_Extracted material_:

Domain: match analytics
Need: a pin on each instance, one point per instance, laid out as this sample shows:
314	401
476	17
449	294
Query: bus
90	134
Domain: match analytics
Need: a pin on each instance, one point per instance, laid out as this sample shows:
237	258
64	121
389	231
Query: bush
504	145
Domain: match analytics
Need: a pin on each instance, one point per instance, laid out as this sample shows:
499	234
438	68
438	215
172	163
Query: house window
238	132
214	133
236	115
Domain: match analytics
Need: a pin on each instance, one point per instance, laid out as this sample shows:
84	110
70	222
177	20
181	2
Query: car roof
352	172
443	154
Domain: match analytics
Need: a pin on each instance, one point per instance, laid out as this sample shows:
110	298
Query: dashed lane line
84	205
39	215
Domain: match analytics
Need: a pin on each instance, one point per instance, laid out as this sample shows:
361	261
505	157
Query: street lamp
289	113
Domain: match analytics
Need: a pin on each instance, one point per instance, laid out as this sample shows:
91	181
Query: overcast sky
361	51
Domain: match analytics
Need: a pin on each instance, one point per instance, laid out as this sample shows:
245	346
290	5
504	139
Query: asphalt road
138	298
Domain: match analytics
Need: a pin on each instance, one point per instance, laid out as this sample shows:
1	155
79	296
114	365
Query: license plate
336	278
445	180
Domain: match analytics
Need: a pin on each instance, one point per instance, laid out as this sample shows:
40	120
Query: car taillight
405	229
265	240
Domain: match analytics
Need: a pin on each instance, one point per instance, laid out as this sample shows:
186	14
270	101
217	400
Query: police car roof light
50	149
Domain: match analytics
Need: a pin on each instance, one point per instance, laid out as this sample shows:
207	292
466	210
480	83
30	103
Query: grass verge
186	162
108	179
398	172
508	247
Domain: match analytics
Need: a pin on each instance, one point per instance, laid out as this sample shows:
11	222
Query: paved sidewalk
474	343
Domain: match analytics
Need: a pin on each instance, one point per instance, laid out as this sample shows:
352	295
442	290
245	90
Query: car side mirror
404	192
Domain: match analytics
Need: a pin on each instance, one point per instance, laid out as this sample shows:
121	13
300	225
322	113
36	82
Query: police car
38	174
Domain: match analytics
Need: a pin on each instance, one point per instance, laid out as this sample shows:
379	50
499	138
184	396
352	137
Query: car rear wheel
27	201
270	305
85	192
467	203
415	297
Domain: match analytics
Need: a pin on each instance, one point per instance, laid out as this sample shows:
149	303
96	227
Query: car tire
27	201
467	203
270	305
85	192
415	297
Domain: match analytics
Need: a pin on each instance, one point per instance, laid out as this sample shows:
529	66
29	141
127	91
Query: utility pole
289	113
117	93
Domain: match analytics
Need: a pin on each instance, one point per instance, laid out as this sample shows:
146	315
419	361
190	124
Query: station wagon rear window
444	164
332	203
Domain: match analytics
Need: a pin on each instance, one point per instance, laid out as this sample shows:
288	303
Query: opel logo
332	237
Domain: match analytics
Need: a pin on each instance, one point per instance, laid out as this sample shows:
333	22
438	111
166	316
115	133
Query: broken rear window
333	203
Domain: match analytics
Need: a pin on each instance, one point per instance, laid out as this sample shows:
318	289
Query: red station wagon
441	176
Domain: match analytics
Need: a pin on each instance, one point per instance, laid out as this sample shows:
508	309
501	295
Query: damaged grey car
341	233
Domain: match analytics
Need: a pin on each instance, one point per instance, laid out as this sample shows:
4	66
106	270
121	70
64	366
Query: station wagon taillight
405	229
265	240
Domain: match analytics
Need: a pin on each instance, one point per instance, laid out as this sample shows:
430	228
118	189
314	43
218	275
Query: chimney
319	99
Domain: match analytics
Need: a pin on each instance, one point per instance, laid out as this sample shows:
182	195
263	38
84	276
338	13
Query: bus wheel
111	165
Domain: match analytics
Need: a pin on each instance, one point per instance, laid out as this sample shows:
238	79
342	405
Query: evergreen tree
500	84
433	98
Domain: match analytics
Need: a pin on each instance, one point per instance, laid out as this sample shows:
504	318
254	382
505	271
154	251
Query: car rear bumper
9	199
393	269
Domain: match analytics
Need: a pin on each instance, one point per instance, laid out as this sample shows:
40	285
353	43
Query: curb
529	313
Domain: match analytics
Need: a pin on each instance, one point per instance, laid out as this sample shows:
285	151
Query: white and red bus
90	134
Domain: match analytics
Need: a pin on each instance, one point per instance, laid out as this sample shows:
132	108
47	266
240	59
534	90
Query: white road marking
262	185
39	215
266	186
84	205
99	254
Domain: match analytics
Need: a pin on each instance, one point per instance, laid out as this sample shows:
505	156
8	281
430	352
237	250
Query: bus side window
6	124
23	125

_Short task_:
Write down all the entries again without a single difference.

_Full response_:
Domain: match analytics
Need: a pin on each instance, one point per instance, laid out as this sample shows:
314	401
476	17
449	294
Query: bus
90	134
Domain: match analytics
Need: a pin on each instance, one point per instance, laid out as this sample shows:
237	258
64	121
389	231
Query: bush
504	145
Domain: match analytics
Need: a pin on each instance, one point per instance, laid out as this sample shows:
499	234
438	68
438	215
172	163
Query: house window
238	132
214	133
236	115
Domain: match analytics
Need: a pin on each instance, one point per instance, laid out as this sample shows:
84	110
70	222
177	20
181	2
Query: car roof
352	172
443	154
Domain: match analytics
Need: a pin on each instance, one point per instance, laid out as this sample shows:
110	298
Query: dashed lane line
84	205
39	215
Domain: match analytics
Need: a pin on each instance, one point per instance, laid out as this sample shows:
361	261
505	157
Query: street lamp
289	113
Domain: match analytics
Need: a pin on each instance, one point per instance, laid out as this sample shows:
91	181
Query: overcast sky
361	51
Domain: match analytics
Need: a pin on each instance, one point per instance, laid out as this sample shows:
245	346
290	5
504	139
Query: asphalt road
138	298
Domain: match analytics
Need: a pin on each instance, one point per instance, laid out as this sample shows:
1	155
79	296
114	365
Query: license plate
336	278
445	180
Domain: match analytics
Need: a pin on each instance, one point per instance, laid out as this sample shows:
40	120
Query: car taillight
405	229
265	240
Domain: match analytics
Need: a pin on each instance, one point per instance, laid out as this sample shows:
186	14
270	101
217	400
Query: police car roof light
50	149
Domain: match analytics
Need: a pin on each instance, one point per instance, laid out as this sample shows:
207	292
466	210
480	83
30	103
Query: grass verge
186	162
108	179
398	172
508	247
Domain: match analytics
Need: a pin on each instance, one point per instance, laid out as this sample shows:
11	222
Query: paved sidewalk
474	343
Domain: match analytics
Need: a pin on each instance, one point per instance, laid out as this sample shows:
352	295
442	290
245	90
Query: car side mirror
404	192
Domain: match analytics
Need: a pin on each instance, one point per instance, laid out as this sample shows:
121	13
300	225
322	113
36	82
Query: police car
38	174
Domain: match analytics
Need: a pin on each instance, one point per instance, laid out as this sample shows:
379	50
499	138
184	396
352	137
Query: car rear wheel
27	201
270	305
85	192
467	203
415	297
Domain: match analytics
Need: a pin on each instance, one point per instance, laid out as this sample shows:
149	303
96	227
Query: car tire
27	201
467	203
270	305
85	192
415	297
Domain: match analytics
Need: a pin on each instance, one point per instance, laid out as this sample shows:
529	66
29	141
127	91
Query: utility pole
289	113
117	93
Domain: match analytics
Need: a pin on each instance, one point per instance, laid out as this sample shows:
146	315
419	361
190	124
Query: station wagon rear window
444	164
332	203
Domain: match analytics
Need: a pin on each instance, one point per instance, laid out as this sample shows:
288	303
Query: opel logo
332	237
Domain: match analytics
Need: a pin on each instance, one point per instance, laid out as this sample shows:
333	22
438	111
166	316
115	133
Query: broken rear window
333	203
Domain: match analytics
Need: a pin on each instance, one point per instance, laid out as this sample shows:
318	289
Query: red station wagon
441	176
Domain: match analytics
Need: a pin on each instance, one point per instance, laid out as this sample shows:
508	309
501	295
Query: damaged grey car
341	233
Domain: match analytics
Need: a pin on each instance, one point per instance, laid out as this sample shows:
4	66
106	270
121	70
64	366
Query: station wagon taillight
405	229
265	240
Domain: match analytics
Need: a pin on each instance, one point per instance, laid out as this sample shows:
430	228
118	189
314	43
218	275
Query: chimney
319	99
Domain: match analytics
Need: a pin on each instance, one point per instance, laid out as this sample shows:
182	195
263	38
84	276
338	13
Query: bus wheel
111	165
Domain: match analytics
Need: a pin on each instance, one point per instance, laid out as this sample shows:
238	79
342	405
Query: evergreen tree
500	84
433	98
Domain: match analytics
Need: a pin on each instance, one point per instance, laid out as this sample shows:
504	318
254	382
505	271
154	251
Query: car rear bumper
9	199
393	269
Domain: match analytics
Need: a pin on each instance, one point per instance, laid out as this sample shows:
40	285
353	43
Query: curb
529	313
Domain: match analytics
Need: a pin on each instance, one point per instance, laid out as this sample shows:
285	151
Query: white and red bus
90	134
Domain: match analytics
Need: a pin on each instance, one point per instance, laid out as this sample shows:
132	108
47	266
240	59
534	90
Query: white road marking
262	185
39	215
266	186
84	205
99	254
Domain: match analytics
Need: a pin on each instance, one point per instance, laid out as this sample shows:
505	156
8	281
430	352
237	250
Query: bus side window
6	124
23	125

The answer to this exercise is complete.